→ PROBLEMS
(a) According to the reference data article below, why do metadata repositories usually leave out the data itself?
(b) Carry the reference data article below further, beginning right after its final line.

Mapping out the practices used to access reference data in companies isn't difficult. But how is it used and isn't there a way to make it more accessible and useful than it is in the current status quo?
There's no question that reference data is valuable. It makes data across applications consistent and comparable. When a data warehouse or any other data integration project is introduced for the first time and users start to see the inconsistencies in the company's data, then they start to understand why reference data is so important. The first step in the long journey to achieving company-wide data quality is making reference data transparent.
Initially however, the users actually need easy access to it and there are several ways to do this:
In an application
Reference data can usually be viewed in drop-down menus, for instance a list of countries, currencies etc. This is their primary use case - to make sure that data fields are filled-in correctly. This view is not useful for anything other than inputting. You can't export filter rearrange or do anything else with them in the application.
The value reference list for issue types in our internal Jira issue tracker highlighted by a red rectangle.
If a company has a data warehouse, there's a good chance that there'll be reference data present there and a user can query it or create a report from it. In this scenario reference data accessibility is much higher, but a user must know in advance where to look for it as there's no search option.
A wikipedia report - the list of Bank holidays in UK
Reference data management
More data-mature companies deploy a tool for reference-data management - a single point from which one can access, view and edit reference data across systems and applications. These dedicated tools are primarily designed for a data steward to manage and update reference-data values and a limited number of users have access. They're not very useful for viewing and understanding values per se. That role is taken by business dictionaries and unfortunately the two systems aren't integrated.
Metadata repositories typically include the data models of databases and the data flows between them i.e. descriptions of data structures, but NO DATA. The reason for this is fairly simple - security. It's desirable to publish a list of all the available data sources in one place, but definitely not desirable to publish their content too. The complexity of the permission management would be overwhelming.
However, when you document a product dimension say, or the account dimension of a general ledger and the documentation has a table with a description of all products, with a structure something like this:
valid from, valid to …
the information is hmm, at best useless to any analyst or product manager. What users actually want to see is a list of the products a company actually has. But this requirement is in direct conflict with the above-mentioned security policies. Metadata repositories - just metadata, NO DATA. Sounds like catch 22, doesn’t it? :)
Data model - what room types are there? what types of charges?

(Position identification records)
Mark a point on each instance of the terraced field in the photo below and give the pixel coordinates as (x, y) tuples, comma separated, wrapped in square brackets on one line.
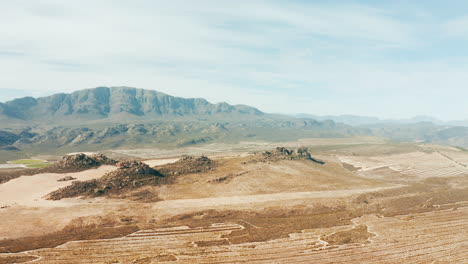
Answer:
[(419, 164), (409, 207), (432, 237)]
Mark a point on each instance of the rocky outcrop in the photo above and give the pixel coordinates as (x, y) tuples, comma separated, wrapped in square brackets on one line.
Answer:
[(282, 153), (187, 165), (129, 175)]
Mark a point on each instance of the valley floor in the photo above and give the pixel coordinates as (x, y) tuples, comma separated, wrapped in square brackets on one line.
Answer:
[(367, 204)]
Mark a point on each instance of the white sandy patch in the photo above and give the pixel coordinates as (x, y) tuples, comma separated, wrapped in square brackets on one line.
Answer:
[(86, 153), (260, 198), (30, 190)]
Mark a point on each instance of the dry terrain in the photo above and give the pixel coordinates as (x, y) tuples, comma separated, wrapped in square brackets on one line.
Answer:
[(368, 203)]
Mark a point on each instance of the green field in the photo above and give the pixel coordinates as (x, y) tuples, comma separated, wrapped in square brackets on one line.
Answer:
[(25, 161)]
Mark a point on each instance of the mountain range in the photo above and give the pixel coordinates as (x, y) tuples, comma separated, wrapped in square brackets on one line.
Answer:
[(116, 104), (356, 120)]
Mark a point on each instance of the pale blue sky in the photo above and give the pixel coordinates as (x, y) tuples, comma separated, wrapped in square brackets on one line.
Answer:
[(391, 59)]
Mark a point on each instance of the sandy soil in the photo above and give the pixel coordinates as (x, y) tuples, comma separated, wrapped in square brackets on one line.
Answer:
[(354, 209), (30, 190)]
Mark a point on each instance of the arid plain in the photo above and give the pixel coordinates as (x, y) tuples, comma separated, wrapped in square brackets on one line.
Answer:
[(354, 201)]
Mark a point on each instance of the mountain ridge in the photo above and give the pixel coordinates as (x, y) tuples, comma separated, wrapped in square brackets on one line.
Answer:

→ ANSWERS PROVIDED
(a) For security: publishing the content of every data source in one place would be undesirable, and managing the permissions would be overwhelming.

(b)
Reference data as metadata
Is there an alternative route? My suggestion is to classify reference data as metadata and include it in the metadata repository. It breaks the existing paradigm of the strict separation of data and metadata, but makes a lot of sense.
Reference-data values IMHO belong in a business dictionary.
Let's look at an example: a mobile operator sells its services through three channels (shops, online e-shops, partners). Each channel has its own application. From a data-governance perspective, three tools might be relevant:
A reference-data management tool that will make sure that the list of tariff names and codes are identical in all applications.
A data dictionary which documents the data models and allows analysts to access the data and report it.
A business dictionary which defines different types of tariffs in a detailed business description like in a wikipedia.
If these data-governance tools are not integrated, there's no single place where it's possible to get a complete set of information about a specific tariff (what it is, where it's stored, who owns it).
Having said that, how would it work?
- Reference-data tables would be included in the data dictionary just like other tables.
All the content of the reference-data tables would be accessible in read-only mode directly in the data dictionary.
Reference-data tables would be linked to any reports which are based on their values.
Reference-data tables would be linked to an RDM tool which would manage their content.
The reference-data tables most important values would be in the business dictionary as terms.
This approach allows the creation of a single Information Touchpoint that makes it possible:
to see, not only the structure of the reference data, but all the content of the reference-data tables as well
for anyone to search and access reference-data values
to discover inconsistencies in reference data between systems
to do all of the above without a large integration effort (the reference data stays where it is, and it's only visible from one place)
We use data and metadata everyday in our work places. But they're always separated, removed from each other and we never make use of them together. I personally feel that that's a huge opportunity wasted. With a small investment and the thoughtful software I've sketched out here, it's possible to leverage so much more potential from their synergy. If you want to know more about the Semanta product Encyclopaedia which does just that, then don't hesitate to contact us me. I'd be more than happy to explain the details.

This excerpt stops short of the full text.